## [Exercise]
Report the lines of the data below that contain the string "shirt".

Stored items from a collection
--

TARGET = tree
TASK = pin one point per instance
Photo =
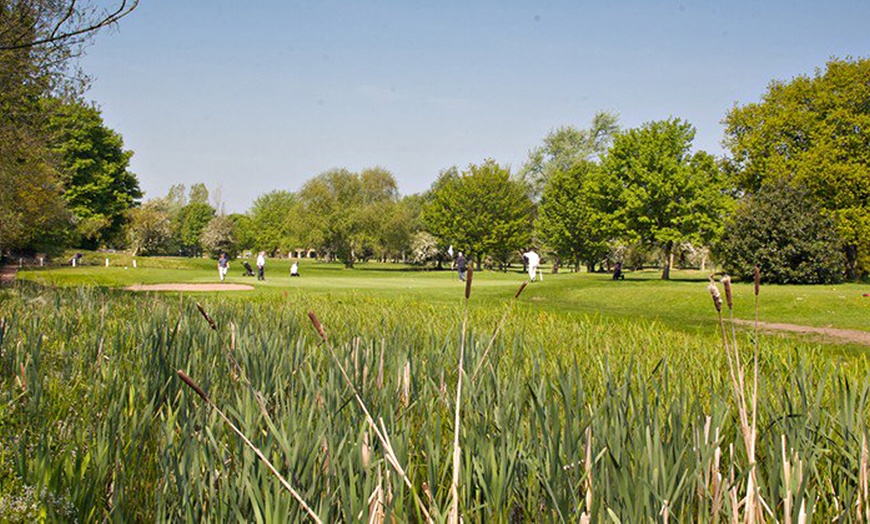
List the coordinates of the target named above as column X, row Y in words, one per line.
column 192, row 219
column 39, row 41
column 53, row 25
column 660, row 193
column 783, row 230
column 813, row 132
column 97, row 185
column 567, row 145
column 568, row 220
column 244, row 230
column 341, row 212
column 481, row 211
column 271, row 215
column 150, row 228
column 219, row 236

--

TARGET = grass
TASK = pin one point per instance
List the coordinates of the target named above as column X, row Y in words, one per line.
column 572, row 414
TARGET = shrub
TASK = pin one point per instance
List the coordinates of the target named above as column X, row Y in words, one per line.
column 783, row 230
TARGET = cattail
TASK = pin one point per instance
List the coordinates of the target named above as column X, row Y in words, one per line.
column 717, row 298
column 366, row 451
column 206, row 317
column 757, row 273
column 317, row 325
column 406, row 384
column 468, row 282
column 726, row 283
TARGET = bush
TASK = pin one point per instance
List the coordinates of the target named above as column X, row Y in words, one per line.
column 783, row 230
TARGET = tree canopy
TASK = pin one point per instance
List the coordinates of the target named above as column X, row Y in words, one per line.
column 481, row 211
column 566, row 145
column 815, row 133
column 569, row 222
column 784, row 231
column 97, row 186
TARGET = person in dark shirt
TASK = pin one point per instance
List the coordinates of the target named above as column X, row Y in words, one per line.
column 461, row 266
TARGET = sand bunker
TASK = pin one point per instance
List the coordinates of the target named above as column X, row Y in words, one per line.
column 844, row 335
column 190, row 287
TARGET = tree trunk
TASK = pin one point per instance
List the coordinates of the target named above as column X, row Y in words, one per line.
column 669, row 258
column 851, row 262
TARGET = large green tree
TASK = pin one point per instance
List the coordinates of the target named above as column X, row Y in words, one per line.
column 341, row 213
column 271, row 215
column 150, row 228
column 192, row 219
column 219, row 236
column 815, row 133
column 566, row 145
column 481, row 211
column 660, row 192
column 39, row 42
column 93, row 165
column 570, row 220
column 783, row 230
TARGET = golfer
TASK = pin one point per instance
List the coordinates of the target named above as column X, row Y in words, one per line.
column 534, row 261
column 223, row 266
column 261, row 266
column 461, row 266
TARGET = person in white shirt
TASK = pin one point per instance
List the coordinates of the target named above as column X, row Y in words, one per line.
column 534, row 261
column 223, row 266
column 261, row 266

--

## [Exercise solution]
TARGET = person in dark shirt
TARGET = person in white shirt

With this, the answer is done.